# [THE TASK]
Reproduce every line of the data below verbatim, changing nothing.

=-=-=

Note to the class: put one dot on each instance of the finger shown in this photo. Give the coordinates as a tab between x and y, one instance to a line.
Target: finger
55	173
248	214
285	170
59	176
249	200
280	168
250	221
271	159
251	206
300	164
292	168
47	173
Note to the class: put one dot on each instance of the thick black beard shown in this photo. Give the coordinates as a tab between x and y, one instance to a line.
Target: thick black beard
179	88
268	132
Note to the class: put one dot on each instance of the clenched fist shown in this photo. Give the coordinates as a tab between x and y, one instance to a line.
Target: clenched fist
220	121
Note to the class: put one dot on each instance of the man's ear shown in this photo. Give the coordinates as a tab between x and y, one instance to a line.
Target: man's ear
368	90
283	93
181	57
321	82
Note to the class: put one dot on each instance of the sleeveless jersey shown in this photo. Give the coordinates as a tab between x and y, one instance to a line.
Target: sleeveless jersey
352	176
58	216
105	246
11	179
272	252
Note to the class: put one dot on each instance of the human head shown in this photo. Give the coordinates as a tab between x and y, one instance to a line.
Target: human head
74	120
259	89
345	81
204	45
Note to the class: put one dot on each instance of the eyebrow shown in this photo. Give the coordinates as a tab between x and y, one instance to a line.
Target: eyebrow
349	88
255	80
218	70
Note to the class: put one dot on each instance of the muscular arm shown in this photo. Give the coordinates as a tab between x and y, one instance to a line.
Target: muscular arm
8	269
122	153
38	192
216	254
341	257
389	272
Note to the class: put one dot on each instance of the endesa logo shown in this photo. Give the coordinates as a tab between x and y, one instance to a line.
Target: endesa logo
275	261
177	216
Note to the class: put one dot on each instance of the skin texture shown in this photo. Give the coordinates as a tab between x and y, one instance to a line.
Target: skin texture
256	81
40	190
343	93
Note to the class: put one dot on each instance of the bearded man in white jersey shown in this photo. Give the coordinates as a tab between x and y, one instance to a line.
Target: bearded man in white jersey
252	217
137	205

=-=-=

# [FINAL RESULT]
Note to the class: put one dot on each instance of the finger shown in this photo. Give the coordinates as a tab between x and y, one instance to a line.
Target: finger
55	173
248	214
285	170
59	176
249	200
280	168
250	221
271	159
251	206
300	164
292	168
47	173
Note to the class: put one dot on each instance of the thick black beard shown in this photo. Give the coordinates as a tab between x and y, one instance to a line.
Target: thick black beard
179	88
268	132
Note to the class: put one dot on each instance of the clenched fist shown in this photo. Give the coordinates as a tab between x and y, one instance to a line.
Target: clenched fist
220	121
Note to the class: put one dot on each instance of the man's ear shown in this photo. Give the coordinates as a tab between x and y, one instance to a line.
Target: man's ear
368	90
283	93
181	57
321	82
Note to the class: put one dot on each instance of the sleeveless jersey shown in this photo. Give the coordinates as a tab between x and y, one instance to a line.
Target: sleeveless jersey
352	176
58	216
105	246
11	179
272	252
Note to the class: put one dot on each instance of the human head shown in this photo. Give the coordinates as a tab between x and y, one instance to a line.
Target: human head
74	120
259	89
345	81
204	45
Note to the class: put one dot on each instance of the eyebrow shown in this photo. Give the coordinates as a tab between x and y, one instance to a line.
Target: eyebrow
349	88
255	80
218	70
Note to the class: put one dot on each instance of the muscular arm shown in this photo. Give the coordinates as a tab between x and y, one instance to a line.
Target: muscular arm
8	269
122	153
38	192
216	254
341	257
389	272
Note to the class: put one dot on each instance of the endesa logo shown in this photo. Give the coordinates as a tab between x and y, one instance to a line.
Target: endesa logo
275	261
177	216
Note to the class: put one dot on each instance of the skin texture shown in this photo. Give the coordinates as a tab between x and y, one instance to a line.
Target: skin texture
256	81
40	190
343	93
Note to the class: put one dot on each instance of the bearded man in white jersey shown in this photo. Give the coordinates as a tab between x and y, one instance to a line.
Target: bearded man in white jersey
252	217
137	205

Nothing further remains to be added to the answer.